(Task prompt): Transcribe the listing in full. Keep every line exactly as it stands.

(Available data):
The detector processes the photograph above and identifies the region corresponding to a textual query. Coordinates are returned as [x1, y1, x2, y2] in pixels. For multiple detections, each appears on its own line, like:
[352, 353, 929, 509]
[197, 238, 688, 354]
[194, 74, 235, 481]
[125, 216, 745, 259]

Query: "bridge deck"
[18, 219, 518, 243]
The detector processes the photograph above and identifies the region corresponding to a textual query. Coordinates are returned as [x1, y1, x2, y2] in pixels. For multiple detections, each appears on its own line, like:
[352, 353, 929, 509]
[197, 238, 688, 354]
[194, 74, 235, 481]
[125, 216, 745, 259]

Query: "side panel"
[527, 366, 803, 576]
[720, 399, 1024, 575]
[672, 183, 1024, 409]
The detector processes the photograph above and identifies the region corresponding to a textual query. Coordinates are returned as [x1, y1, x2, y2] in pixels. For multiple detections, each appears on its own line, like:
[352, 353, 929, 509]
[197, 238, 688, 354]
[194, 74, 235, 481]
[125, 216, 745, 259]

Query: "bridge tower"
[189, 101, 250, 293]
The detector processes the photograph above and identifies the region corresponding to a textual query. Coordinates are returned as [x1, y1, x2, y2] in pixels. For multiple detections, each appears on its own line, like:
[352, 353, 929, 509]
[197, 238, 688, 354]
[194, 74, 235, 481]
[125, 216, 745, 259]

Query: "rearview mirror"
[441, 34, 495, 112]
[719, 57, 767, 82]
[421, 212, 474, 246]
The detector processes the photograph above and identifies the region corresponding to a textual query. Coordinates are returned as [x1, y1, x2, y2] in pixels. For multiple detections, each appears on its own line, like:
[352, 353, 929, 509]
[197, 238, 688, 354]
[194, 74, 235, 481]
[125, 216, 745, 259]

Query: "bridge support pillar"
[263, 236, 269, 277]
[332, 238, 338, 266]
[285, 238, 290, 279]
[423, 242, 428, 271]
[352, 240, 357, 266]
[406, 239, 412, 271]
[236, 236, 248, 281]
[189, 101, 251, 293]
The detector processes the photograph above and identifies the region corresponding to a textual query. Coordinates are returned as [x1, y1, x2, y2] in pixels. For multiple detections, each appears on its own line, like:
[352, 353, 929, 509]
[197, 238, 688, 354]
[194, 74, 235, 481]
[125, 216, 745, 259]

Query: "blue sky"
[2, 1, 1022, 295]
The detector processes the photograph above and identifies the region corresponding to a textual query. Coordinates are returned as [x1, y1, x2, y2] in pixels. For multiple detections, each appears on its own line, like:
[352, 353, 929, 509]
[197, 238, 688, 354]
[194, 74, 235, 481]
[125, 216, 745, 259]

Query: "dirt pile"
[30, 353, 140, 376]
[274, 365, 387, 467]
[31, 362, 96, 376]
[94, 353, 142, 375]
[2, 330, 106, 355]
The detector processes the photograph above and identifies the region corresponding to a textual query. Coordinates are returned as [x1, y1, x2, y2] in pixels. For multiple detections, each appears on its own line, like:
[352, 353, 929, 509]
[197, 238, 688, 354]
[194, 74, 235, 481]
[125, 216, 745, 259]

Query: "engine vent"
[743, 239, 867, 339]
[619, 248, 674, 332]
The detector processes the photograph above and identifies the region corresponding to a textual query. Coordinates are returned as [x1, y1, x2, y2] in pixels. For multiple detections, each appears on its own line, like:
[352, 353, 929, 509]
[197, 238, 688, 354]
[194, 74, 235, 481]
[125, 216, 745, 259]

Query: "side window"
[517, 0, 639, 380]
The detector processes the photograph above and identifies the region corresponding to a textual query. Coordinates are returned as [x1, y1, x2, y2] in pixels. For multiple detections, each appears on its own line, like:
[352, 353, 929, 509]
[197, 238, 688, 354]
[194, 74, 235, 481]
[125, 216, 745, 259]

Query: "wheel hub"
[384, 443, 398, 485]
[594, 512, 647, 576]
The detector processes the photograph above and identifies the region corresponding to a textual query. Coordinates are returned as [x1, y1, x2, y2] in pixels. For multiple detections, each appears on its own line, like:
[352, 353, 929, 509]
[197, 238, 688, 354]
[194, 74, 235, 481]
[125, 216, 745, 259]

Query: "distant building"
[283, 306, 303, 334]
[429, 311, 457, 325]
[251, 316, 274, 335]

(Answer section):
The detector processes the photograph above and identifies the region corresponding to a textual query. Coordinates are returned as [x1, y1, x2, y2] in pixels. For multiple detections, each appears on its own line, like:
[352, 353, 929, 509]
[197, 238, 688, 354]
[194, 74, 235, 481]
[125, 216, 745, 259]

Query: "bridge deck"
[18, 219, 518, 243]
The detector processes the photograph above and identifies the region corresponding to a textual query. Coordinates are returned as [x1, y1, x2, y2] in pixels. For multiple detections, each appears on its own line, like:
[352, 353, 929, 509]
[197, 238, 688, 354]
[194, 74, 235, 481]
[125, 216, 745, 259]

Query: "side panel"
[527, 366, 803, 576]
[720, 399, 1024, 575]
[672, 183, 1024, 409]
The detector processes the photograph above and identifies the region corresponding to a textual query. Coordinates are returned as [x1, y1, x2, y2] in pixels. For multiple detections, each appears on its own line, like:
[352, 353, 929, 509]
[197, 238, 688, 354]
[194, 74, 235, 481]
[125, 216, 745, 259]

Query: "bridge tower"
[189, 101, 250, 293]
The detector processes the photograph above and identifies the region corresponding to a textual query. Coordinates are returned as [x1, y1, x2, y2] in pixels. For multiple detections, each appears on its own line, like:
[352, 353, 929, 509]
[197, 238, 688, 354]
[194, 74, 235, 481]
[125, 216, 745, 259]

Query: "rearview mirror"
[441, 34, 495, 112]
[719, 57, 767, 82]
[421, 212, 474, 246]
The detector processes the photograph above and identifies the region corresponding to a textual query. Coordinates are returned as [x1, y1, x2, y2] in pixels. For multiple detections, each appears on its own line, like:
[352, 353, 929, 509]
[197, 238, 688, 354]
[194, 74, 235, 481]
[125, 216, 745, 259]

Query: "bridge support pillar"
[263, 236, 269, 277]
[332, 238, 338, 266]
[285, 238, 290, 279]
[423, 242, 428, 271]
[352, 240, 357, 266]
[406, 239, 412, 271]
[236, 236, 248, 281]
[189, 101, 251, 293]
The detector processes the photograph above and identifies the region corresponding to a textual query. Coordinates are returned as [x1, y1, x2, y2] in pixels. For multiple detections, each appears on its own line, like:
[352, 353, 929, 509]
[197, 238, 688, 354]
[194, 74, 235, 481]
[125, 216, 745, 259]

Query: "blue sky"
[2, 1, 1022, 295]
The detector processes the photograph above and identifies the region corresponding to a textual query. Coordinates are returned as [x1, y1, x2, y2] in pixels. For multiple detections, each appears on its own line, like:
[352, 353, 929, 509]
[197, 238, 688, 354]
[194, 74, 235, 481]
[125, 216, 745, 259]

Query: "dirt pile"
[30, 353, 140, 376]
[274, 365, 387, 467]
[31, 362, 96, 376]
[94, 353, 142, 375]
[2, 330, 106, 355]
The detector processes the photograph above and identifies the region corresponding to a textual query. Coordinates are returned as [x1, y1, x2, y2] in pixels. For multiple detections, each appears on its own line, like:
[352, 353, 929, 509]
[197, 238, 688, 354]
[194, 74, 235, 481]
[125, 216, 745, 259]

Query: "engine vent"
[743, 239, 867, 339]
[619, 248, 674, 332]
The detector processes the photograph above and identifies the region corresponding to a textual query. Coordinates are returned as [x1, y1, x2, y2] in pixels. For multiple detections, each appears on its own line, like:
[352, 353, 929, 509]
[197, 238, 688, 354]
[194, 74, 235, 481]
[125, 216, 745, 259]

Query: "side window"
[517, 0, 639, 380]
The detector processes the photograph above and identifies the region corresponding to a textual query. Coordinates are returned as [x1, y1, x2, y2] in pixels. For multiple detections, each appears on its own line, like:
[352, 353, 929, 509]
[197, 238, 688, 354]
[194, 74, 235, 481]
[125, 216, 745, 259]

Query: "wheel hub"
[384, 443, 398, 485]
[594, 512, 647, 576]
The detector processes the photograph above and identifies the region corresponding to a textual query. Coordinates are returned as [x1, y1, x2, y2] in pixels. For multiple detections, each appears on its own line, like:
[352, 353, 929, 509]
[197, 238, 688, 354]
[194, 74, 235, 481]
[125, 216, 745, 259]

Query: "distant building"
[283, 306, 303, 334]
[429, 311, 457, 325]
[251, 316, 274, 335]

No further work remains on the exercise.